_Given problem_:
Extract every line of the records below and repeat each one verbatim, leaving out the pictures.

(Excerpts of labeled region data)
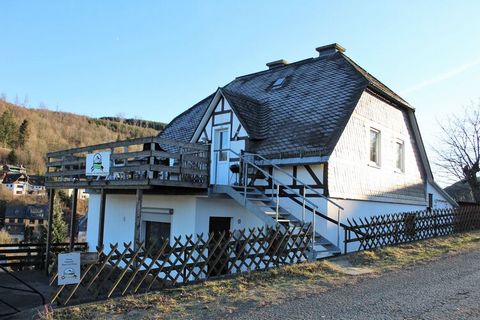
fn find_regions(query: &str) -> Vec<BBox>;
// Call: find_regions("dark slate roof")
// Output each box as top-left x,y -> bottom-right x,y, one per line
28,176 -> 45,186
2,173 -> 27,184
444,181 -> 475,203
159,94 -> 214,142
25,205 -> 48,219
5,204 -> 27,219
161,52 -> 410,157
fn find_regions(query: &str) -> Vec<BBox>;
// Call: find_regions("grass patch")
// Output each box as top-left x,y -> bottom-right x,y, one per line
44,232 -> 480,320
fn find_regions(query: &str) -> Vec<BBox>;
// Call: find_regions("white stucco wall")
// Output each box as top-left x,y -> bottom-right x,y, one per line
427,182 -> 452,209
195,197 -> 264,235
87,194 -> 263,250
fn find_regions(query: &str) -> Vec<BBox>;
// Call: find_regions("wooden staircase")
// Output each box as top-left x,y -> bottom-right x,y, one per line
213,185 -> 341,260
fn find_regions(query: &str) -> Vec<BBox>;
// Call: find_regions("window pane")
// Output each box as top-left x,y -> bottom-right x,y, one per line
395,141 -> 403,170
370,130 -> 379,164
216,130 -> 229,161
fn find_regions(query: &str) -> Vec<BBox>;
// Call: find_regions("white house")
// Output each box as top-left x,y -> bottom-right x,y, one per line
2,173 -> 28,196
50,44 -> 456,254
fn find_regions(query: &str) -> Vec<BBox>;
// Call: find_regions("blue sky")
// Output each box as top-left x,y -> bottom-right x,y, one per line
0,0 -> 480,181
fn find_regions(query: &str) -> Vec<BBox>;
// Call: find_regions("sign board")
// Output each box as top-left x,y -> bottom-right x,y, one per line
80,252 -> 98,266
58,252 -> 80,286
85,152 -> 111,177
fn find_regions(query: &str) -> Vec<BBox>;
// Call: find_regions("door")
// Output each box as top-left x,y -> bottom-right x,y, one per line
208,217 -> 232,276
210,127 -> 230,185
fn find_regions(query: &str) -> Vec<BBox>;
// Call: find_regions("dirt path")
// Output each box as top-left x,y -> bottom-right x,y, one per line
229,249 -> 480,320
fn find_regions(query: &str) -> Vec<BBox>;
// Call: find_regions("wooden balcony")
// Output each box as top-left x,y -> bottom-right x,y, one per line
45,137 -> 210,189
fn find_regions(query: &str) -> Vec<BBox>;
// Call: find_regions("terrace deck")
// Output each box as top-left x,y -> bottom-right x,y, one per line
45,137 -> 210,189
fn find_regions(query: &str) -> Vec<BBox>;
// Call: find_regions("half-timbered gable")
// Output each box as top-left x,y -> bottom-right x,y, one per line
71,44 -> 456,258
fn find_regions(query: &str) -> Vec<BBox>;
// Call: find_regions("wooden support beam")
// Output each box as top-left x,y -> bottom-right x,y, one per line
133,189 -> 143,248
97,189 -> 107,248
70,189 -> 78,252
45,189 -> 55,276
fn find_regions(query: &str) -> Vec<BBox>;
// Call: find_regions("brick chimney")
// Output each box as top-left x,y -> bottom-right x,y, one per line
315,43 -> 345,57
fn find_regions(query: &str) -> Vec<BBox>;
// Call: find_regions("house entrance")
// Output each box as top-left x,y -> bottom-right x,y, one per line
210,127 -> 230,185
208,217 -> 232,276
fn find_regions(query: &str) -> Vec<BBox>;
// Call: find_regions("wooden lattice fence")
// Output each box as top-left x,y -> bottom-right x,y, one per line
50,224 -> 312,305
345,207 -> 480,253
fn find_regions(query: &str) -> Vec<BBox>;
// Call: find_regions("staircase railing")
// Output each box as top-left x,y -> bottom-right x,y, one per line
214,149 -> 345,251
244,152 -> 346,248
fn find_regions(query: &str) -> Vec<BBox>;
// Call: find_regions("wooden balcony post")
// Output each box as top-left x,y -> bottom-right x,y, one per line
133,189 -> 143,250
97,188 -> 107,249
45,189 -> 55,276
70,189 -> 78,252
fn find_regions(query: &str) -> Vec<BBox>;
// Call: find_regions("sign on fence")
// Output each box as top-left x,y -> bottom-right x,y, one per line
85,152 -> 111,177
58,252 -> 80,286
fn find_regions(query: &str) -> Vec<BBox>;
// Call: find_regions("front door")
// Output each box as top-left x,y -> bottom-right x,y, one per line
208,217 -> 232,276
210,128 -> 230,185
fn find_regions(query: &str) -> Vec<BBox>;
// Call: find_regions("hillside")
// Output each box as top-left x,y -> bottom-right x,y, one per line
0,100 -> 163,174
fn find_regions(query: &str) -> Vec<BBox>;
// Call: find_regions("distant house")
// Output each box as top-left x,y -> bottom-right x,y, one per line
28,176 -> 45,194
2,164 -> 27,174
64,189 -> 89,200
4,204 -> 48,242
444,180 -> 476,206
2,173 -> 28,196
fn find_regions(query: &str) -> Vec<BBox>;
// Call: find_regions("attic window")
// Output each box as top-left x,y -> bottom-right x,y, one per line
272,78 -> 285,89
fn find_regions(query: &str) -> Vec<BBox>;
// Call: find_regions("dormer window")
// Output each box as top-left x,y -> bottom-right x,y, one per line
272,78 -> 285,89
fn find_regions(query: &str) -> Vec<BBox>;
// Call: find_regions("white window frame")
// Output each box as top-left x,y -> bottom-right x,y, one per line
368,127 -> 382,168
394,139 -> 405,173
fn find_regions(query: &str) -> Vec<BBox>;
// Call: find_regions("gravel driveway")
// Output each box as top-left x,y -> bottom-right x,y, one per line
231,250 -> 480,320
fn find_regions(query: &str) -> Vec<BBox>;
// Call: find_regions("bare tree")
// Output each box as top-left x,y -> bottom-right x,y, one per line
434,104 -> 480,203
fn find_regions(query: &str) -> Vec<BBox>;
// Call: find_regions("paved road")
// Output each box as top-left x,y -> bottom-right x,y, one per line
232,250 -> 480,320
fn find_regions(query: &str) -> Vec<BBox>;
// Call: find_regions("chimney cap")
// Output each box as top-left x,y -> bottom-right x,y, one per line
266,59 -> 288,69
315,43 -> 345,56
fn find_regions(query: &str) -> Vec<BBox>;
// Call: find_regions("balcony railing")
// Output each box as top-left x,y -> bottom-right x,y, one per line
46,137 -> 210,189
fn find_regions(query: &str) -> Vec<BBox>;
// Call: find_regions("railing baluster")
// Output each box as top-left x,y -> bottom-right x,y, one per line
276,183 -> 280,222
243,159 -> 248,206
338,209 -> 340,248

_Right answer_:
fn find_regions(query: &str) -> Vec<BBox>;
// Call: find_regions("dark slate roof")
// Output each box as top-left x,y -> bottom-right x,y, one per line
28,176 -> 45,186
2,173 -> 27,184
444,181 -> 475,203
159,94 -> 214,142
25,205 -> 48,219
5,204 -> 27,219
161,52 -> 410,157
fn find_regions(query: &str) -> Vec<BBox>;
// Call: find_regions("grass patch")
// Output each box as top-left x,y -> bottom-right x,y, one per line
44,232 -> 480,320
fn find_regions(query: &str) -> Vec<BBox>;
// Call: find_regions("white stucco wall")
// Output each box as top-left x,y -> bottom-right x,y, one per line
427,182 -> 452,209
195,197 -> 264,235
87,194 -> 263,250
fn find_regions(query: &str) -> Vec<BBox>;
// Call: find_regions("wooden staircase")
// Output each box as top-left x,y -> bottom-right x,y, one per line
213,185 -> 341,260
fn find_regions(query: &str) -> Vec<BBox>;
// Call: find_regions("window pane")
// Output each box as top-left x,y -> bottom-right x,y, one per line
395,141 -> 403,170
370,130 -> 379,164
216,130 -> 229,161
fn find_regions(query: &str) -> Vec<BBox>;
// Call: find_regions("white house")
// Output each box as top-left x,y -> bottom-right x,y, one per line
2,173 -> 28,196
50,44 -> 456,254
fn find_regions(query: &str) -> Vec<BBox>;
// Call: find_regions("blue sky")
// Output each box as top-left x,y -> bottom-right x,y, one per line
0,0 -> 480,181
fn find_regions(query: &str) -> Vec<BBox>;
// Call: find_regions("sign board")
// Output each box as top-left x,y -> bottom-right x,y, one per line
80,252 -> 98,266
58,252 -> 80,286
85,152 -> 111,177
fn find_regions(query: &str) -> Vec<BBox>;
// Call: find_regions("door")
// Output each box as top-left x,y -> bottom-right x,y, one per line
208,217 -> 232,276
210,127 -> 230,185
fn find_regions(query: &str) -> Vec<BBox>;
// Call: find_regions("dirt path")
// Output each box as top-left x,y -> bottom-right x,y, one per line
229,249 -> 480,320
fn find_regions(query: &str) -> Vec<BBox>;
// Call: find_regions("wooden balcony")
// Output each box as top-left x,y -> bottom-right x,y, one per line
45,137 -> 210,189
fn find_regions(query: &str) -> Vec<BBox>;
// Call: find_regions("terrace deck")
// Output each box as top-left x,y -> bottom-right x,y, one per line
45,137 -> 210,189
fn find_regions(query: &str) -> Vec<BBox>;
// Call: find_regions("half-timbered gable")
// Output each box as top-left x,y -> bottom-right x,y, one per line
71,44 -> 456,258
fn find_regions(query: &str) -> Vec<BBox>;
// Call: find_regions("wooden support beam")
// Output each box as top-left x,y -> bottom-right x,y, one per line
133,189 -> 143,248
97,189 -> 107,248
70,189 -> 78,252
45,189 -> 55,276
fn find_regions(query: &str) -> Vec<BBox>;
// Call: find_regions("brick chimney")
// Output each box as top-left x,y -> bottom-right x,y, one per line
315,43 -> 345,57
fn find_regions(query: &str) -> Vec<BBox>;
// Call: find_regions("house entrance")
// Output each box as top-left x,y -> bottom-right x,y, one per line
210,127 -> 230,185
208,217 -> 232,276
fn find_regions(query: &str) -> Vec<BBox>;
// Call: find_regions("wooden lattice fence")
// Output each box as top-left x,y -> bottom-right x,y, one per line
50,224 -> 312,305
345,207 -> 480,253
fn find_regions(query: &str) -> Vec<BBox>;
// Call: find_regions("staircase railing")
// Output each box as top-left x,y -> bottom-right x,y, one per line
214,149 -> 345,251
244,152 -> 346,248
fn find_regions(query: &str) -> Vec<BBox>;
// Call: find_regions("wooden balcony post")
// Output each box as top-left x,y -> bottom-right x,y, one per line
133,189 -> 143,250
97,188 -> 107,249
45,189 -> 55,276
70,189 -> 78,252
fn find_regions(query: &str) -> Vec<BBox>;
// Call: find_regions("sign on fence")
// Output each box as top-left x,y -> bottom-right x,y, one per line
85,152 -> 111,177
58,252 -> 80,286
fn find_regions(query: &str) -> Vec<BBox>;
// Call: find_regions("front door")
// Output each box as top-left x,y -> bottom-right x,y, one per line
208,217 -> 232,276
210,128 -> 230,185
fn find_regions(query: &str) -> Vec<BBox>;
// Call: find_regions("hillside")
// Output each box as top-left x,y -> bottom-right x,y, one per line
0,100 -> 163,174
fn find_regions(query: &str) -> Vec<BBox>;
// Call: find_regions("distant house")
// Output each box as top-left x,y -> bottom-right x,y, one per line
28,176 -> 45,194
2,164 -> 27,174
64,189 -> 89,200
4,204 -> 48,242
444,180 -> 476,206
2,173 -> 28,196
fn find_regions(query: &str) -> Vec<BBox>;
// Call: find_regions("attic window")
// Output each box as top-left x,y -> bottom-right x,y, one per line
272,78 -> 285,89
fn find_regions(query: &str) -> Vec<BBox>;
// Call: find_regions("dormer window")
// Output each box as top-left x,y -> bottom-right x,y, one per line
272,78 -> 285,89
fn find_regions(query: &str) -> Vec<BBox>;
// Call: find_regions("white window frame")
// Output each box as top-left x,y -> bottom-right x,y, one per line
368,127 -> 382,168
394,139 -> 405,173
fn find_regions(query: &str) -> Vec<BBox>;
// Call: find_regions("gravel driveway")
// Output each box as top-left x,y -> bottom-right x,y, one per line
231,250 -> 480,320
fn find_regions(query: &str) -> Vec<BBox>;
// Call: find_regions("bare tree")
// Output each box as top-left x,y -> bottom-right x,y, one per line
434,104 -> 480,203
fn find_regions(query: &str) -> Vec<BBox>;
// Call: find_regions("paved road")
// Output each box as top-left x,y -> bottom-right x,y, one per line
232,250 -> 480,320
fn find_regions(query: &str) -> Vec<BBox>;
// Call: find_regions("chimney cap")
// Output each box as top-left x,y -> bottom-right x,y, one per line
266,59 -> 288,69
315,43 -> 345,56
fn find_regions(query: &str) -> Vec<BBox>;
// Call: find_regions("balcony railing")
// Output each box as top-left x,y -> bottom-right x,y, one per line
46,137 -> 210,189
fn find_regions(query: &str) -> Vec<BBox>;
// Call: find_regions("railing baluster")
// Output each box as top-left x,y -> bottom-right x,y, one per line
276,183 -> 280,222
243,159 -> 248,206
338,209 -> 340,248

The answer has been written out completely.